データの先頭から「74 67 L 74 75」を含む行までを両端も含めて、「番号」と「内容」の2列からなるMarkdownの表に書き直すこと。空行は除く。

■ 表示データ:
════════════════════
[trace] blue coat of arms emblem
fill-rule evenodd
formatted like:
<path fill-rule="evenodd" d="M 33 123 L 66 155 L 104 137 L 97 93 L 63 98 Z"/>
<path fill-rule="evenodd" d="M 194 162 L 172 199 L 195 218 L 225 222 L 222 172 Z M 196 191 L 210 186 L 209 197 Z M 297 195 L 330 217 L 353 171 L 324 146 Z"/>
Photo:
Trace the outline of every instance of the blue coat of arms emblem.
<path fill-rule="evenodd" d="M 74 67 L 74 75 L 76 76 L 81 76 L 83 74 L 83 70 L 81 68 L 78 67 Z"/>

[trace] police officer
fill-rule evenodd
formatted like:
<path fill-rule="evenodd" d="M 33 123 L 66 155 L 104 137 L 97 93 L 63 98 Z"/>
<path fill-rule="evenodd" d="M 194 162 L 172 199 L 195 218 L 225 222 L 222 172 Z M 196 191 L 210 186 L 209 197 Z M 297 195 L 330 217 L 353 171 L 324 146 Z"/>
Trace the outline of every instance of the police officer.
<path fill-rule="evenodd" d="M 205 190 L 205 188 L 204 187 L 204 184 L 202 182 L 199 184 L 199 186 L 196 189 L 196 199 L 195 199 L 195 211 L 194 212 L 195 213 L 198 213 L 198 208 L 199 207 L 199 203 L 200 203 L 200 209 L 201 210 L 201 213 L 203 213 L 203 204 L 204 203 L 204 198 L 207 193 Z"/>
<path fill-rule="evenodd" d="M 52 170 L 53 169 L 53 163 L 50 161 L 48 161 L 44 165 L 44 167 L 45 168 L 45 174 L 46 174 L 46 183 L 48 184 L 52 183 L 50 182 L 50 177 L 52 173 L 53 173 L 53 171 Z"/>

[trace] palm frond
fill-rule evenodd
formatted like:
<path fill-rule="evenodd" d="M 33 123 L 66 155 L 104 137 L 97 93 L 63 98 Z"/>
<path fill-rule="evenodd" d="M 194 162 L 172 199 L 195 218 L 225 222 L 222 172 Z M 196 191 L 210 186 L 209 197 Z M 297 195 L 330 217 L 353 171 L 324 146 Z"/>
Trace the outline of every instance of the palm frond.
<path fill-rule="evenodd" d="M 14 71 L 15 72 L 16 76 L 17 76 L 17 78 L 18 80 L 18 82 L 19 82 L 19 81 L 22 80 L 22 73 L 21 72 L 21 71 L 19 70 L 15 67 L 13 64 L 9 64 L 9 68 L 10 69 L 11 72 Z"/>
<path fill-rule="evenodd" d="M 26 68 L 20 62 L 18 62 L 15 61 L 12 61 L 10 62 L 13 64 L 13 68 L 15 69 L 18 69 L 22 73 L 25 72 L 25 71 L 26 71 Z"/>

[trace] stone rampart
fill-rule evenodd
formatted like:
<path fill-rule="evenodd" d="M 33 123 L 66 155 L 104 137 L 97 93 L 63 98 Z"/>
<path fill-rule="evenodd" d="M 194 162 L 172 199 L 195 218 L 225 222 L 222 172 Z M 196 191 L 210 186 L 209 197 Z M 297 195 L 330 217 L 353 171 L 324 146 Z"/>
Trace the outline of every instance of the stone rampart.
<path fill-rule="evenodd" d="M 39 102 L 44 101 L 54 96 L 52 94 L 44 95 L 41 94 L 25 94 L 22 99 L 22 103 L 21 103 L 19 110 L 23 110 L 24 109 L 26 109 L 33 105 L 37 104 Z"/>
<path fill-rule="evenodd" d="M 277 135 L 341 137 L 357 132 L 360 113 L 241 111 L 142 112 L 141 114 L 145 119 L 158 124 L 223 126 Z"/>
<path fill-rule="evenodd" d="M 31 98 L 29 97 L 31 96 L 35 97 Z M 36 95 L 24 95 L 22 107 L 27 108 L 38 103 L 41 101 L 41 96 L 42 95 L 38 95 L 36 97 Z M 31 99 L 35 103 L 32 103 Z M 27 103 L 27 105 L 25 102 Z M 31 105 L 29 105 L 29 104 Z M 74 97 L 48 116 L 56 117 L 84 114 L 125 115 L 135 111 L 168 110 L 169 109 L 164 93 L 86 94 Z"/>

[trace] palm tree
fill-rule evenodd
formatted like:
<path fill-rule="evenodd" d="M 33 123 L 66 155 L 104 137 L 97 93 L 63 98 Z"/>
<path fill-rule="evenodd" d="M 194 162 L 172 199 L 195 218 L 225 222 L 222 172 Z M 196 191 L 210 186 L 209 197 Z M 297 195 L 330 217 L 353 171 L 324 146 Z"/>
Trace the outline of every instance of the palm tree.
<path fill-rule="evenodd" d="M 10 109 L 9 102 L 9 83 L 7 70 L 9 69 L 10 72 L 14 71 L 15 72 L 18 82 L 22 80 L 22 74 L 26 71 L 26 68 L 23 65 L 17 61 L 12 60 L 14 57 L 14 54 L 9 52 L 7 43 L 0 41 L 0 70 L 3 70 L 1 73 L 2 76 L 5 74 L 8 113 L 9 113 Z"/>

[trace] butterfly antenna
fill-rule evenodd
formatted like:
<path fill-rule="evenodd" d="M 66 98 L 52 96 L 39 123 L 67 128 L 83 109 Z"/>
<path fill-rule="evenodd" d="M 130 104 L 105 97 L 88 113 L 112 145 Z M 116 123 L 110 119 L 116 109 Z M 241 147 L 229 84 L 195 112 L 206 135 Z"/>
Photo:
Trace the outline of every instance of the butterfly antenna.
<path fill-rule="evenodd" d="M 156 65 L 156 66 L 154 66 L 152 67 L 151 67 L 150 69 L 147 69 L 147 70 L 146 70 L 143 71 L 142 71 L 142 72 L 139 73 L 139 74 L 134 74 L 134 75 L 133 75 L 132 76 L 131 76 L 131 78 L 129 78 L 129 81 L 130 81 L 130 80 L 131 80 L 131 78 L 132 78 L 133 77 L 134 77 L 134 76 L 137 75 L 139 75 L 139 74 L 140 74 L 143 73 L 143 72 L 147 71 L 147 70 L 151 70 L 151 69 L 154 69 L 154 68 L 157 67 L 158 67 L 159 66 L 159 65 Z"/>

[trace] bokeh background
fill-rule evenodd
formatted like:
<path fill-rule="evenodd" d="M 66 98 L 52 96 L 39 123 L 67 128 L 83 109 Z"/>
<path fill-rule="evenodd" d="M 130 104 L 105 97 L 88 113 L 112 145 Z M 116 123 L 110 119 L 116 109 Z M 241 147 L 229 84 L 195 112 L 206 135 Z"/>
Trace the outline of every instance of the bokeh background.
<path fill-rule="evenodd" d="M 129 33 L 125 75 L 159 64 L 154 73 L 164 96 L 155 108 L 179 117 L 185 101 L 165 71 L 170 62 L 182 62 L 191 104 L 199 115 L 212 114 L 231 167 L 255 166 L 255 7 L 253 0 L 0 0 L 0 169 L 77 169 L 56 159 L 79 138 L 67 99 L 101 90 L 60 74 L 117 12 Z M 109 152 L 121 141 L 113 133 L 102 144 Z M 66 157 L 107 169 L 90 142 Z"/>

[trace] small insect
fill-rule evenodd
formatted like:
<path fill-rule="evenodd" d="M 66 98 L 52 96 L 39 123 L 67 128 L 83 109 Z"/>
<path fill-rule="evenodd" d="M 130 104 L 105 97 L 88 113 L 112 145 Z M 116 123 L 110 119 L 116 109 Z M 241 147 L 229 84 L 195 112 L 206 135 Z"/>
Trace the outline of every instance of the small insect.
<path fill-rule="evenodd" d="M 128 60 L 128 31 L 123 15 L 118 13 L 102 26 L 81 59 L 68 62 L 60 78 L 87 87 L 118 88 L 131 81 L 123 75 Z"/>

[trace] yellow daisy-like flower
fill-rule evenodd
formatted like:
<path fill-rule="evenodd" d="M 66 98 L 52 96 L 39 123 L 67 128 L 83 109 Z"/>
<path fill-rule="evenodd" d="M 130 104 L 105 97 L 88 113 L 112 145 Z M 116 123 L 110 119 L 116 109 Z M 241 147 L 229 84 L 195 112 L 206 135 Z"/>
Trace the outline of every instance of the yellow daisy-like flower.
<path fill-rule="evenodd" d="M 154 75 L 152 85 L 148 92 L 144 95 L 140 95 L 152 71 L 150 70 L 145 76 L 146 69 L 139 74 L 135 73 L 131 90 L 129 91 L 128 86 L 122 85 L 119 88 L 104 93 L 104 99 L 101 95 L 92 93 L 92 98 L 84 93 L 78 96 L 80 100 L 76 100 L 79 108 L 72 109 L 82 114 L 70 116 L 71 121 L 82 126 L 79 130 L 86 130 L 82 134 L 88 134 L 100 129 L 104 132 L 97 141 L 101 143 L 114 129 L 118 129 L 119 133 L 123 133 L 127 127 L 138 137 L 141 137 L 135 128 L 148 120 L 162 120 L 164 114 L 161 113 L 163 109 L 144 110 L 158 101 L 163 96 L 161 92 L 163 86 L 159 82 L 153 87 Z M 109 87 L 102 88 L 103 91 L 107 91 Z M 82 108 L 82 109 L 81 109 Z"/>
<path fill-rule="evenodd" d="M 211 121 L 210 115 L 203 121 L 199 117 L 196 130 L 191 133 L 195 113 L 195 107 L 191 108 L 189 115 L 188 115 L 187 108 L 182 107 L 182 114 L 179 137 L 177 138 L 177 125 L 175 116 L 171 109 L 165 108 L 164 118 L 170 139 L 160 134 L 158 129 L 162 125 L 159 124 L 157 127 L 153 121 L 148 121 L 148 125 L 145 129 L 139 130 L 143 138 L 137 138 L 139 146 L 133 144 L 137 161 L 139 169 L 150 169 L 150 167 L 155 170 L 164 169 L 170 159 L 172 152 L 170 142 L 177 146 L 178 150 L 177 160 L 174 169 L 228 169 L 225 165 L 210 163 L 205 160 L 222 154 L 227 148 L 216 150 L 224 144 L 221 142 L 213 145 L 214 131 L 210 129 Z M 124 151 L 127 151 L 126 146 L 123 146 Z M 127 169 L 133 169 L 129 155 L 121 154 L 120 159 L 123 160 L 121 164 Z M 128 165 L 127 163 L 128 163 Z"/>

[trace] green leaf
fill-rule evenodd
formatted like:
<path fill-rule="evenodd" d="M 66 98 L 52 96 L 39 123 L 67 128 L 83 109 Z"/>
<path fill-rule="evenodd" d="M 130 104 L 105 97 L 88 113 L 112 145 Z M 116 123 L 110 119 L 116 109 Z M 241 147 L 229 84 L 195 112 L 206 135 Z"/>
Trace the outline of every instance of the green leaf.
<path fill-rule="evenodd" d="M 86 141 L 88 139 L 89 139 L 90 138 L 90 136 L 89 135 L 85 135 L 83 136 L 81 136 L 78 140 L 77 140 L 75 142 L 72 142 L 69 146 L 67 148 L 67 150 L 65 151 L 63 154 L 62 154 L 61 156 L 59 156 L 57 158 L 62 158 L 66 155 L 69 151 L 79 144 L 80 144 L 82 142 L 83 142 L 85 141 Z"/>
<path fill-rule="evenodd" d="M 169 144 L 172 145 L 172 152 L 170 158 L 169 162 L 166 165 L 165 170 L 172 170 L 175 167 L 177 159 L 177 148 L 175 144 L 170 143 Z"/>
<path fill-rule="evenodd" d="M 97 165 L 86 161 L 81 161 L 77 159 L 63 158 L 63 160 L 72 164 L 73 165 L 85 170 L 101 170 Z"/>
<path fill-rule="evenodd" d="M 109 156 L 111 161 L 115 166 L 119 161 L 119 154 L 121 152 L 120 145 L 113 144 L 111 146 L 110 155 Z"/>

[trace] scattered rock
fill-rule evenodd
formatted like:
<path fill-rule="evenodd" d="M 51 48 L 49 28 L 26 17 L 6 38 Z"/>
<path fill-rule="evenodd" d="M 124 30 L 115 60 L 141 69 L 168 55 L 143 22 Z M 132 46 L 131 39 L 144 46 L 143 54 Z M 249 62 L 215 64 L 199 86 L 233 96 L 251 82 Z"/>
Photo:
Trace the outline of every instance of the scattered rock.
════════════════════
■ 課題の出力:
| 番号 | 内容 |
|---|---|
| 1 | [trace] blue coat of arms emblem |
| 2 | fill-rule evenodd |
| 3 | formatted like: |
| 4 | <path fill-rule="evenodd" d="M 33 123 L 66 155 L 104 137 L 97 93 L 63 98 Z"/> |
| 5 | <path fill-rule="evenodd" d="M 194 162 L 172 199 L 195 218 L 225 222 L 222 172 Z M 196 191 L 210 186 L 209 197 Z M 297 195 L 330 217 L 353 171 L 324 146 Z"/> |
| 6 | Photo: |
| 7 | Trace the outline of every instance of the blue coat of arms emblem. |
| 8 | <path fill-rule="evenodd" d="M 74 67 L 74 75 L 76 76 L 81 76 L 83 74 L 83 70 L 81 68 L 78 67 Z"/> |